THE TASK: Omit the pictures and output every entry below exactly as written.

Items from a dataset:

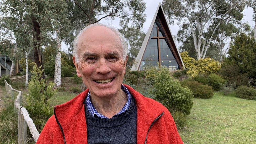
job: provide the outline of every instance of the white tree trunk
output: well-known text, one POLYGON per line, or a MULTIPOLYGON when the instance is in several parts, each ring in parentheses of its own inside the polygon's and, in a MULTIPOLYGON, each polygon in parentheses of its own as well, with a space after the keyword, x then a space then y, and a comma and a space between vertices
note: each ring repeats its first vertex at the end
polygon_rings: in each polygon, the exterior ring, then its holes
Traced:
POLYGON ((61 86, 61 66, 60 52, 61 50, 61 40, 59 36, 60 30, 56 33, 56 40, 57 42, 57 54, 55 58, 55 70, 54 71, 54 83, 55 88, 59 88, 61 86))
POLYGON ((15 63, 14 62, 14 59, 13 59, 12 61, 12 66, 11 66, 11 70, 10 71, 10 76, 12 77, 13 76, 14 73, 14 67, 15 66, 15 63))
POLYGON ((28 84, 28 55, 26 51, 25 51, 26 55, 26 81, 25 85, 27 86, 28 84))
MULTIPOLYGON (((17 50, 17 44, 15 44, 14 45, 14 50, 13 52, 13 57, 15 56, 16 55, 16 51, 17 50)), ((12 66, 11 66, 11 70, 10 71, 10 76, 12 77, 14 75, 14 67, 15 67, 15 63, 14 62, 14 59, 13 58, 12 61, 12 66)))
POLYGON ((256 12, 255 12, 255 22, 254 24, 254 39, 256 40, 256 12))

EXERCISE RESPONSE:
job: provide the outline of every instance of the white tree trunk
output: well-known text, one POLYGON per line, or a MULTIPOLYGON when the instance is in several parts, each ring in parentheses of its own inside the polygon's and, in a MULTIPOLYGON, each polygon in parentheses of its own as well, with a space after the keyword, x then a space then y, and a comma and a space between vertices
note: each ring repeats its first vertex at the end
polygon_rings: in each polygon, the exterior ring, then its holes
Traced:
POLYGON ((61 86, 61 66, 60 52, 61 50, 61 40, 59 36, 60 30, 56 33, 56 40, 57 42, 57 54, 55 58, 55 70, 54 71, 54 83, 55 88, 59 88, 61 86))
POLYGON ((15 63, 14 62, 14 59, 13 59, 12 61, 12 66, 11 66, 11 70, 10 71, 10 76, 12 77, 13 76, 14 73, 14 67, 15 66, 15 63))
POLYGON ((28 84, 28 55, 26 51, 25 51, 26 55, 26 81, 25 85, 27 86, 28 84))
MULTIPOLYGON (((17 50, 17 44, 15 44, 14 45, 14 50, 13 52, 13 57, 15 56, 16 55, 16 51, 17 50)), ((12 66, 11 66, 11 70, 10 71, 10 76, 12 77, 14 75, 14 67, 15 67, 15 63, 14 62, 14 59, 13 58, 12 61, 12 66)))
POLYGON ((256 12, 255 12, 255 22, 254 24, 254 39, 256 40, 256 12))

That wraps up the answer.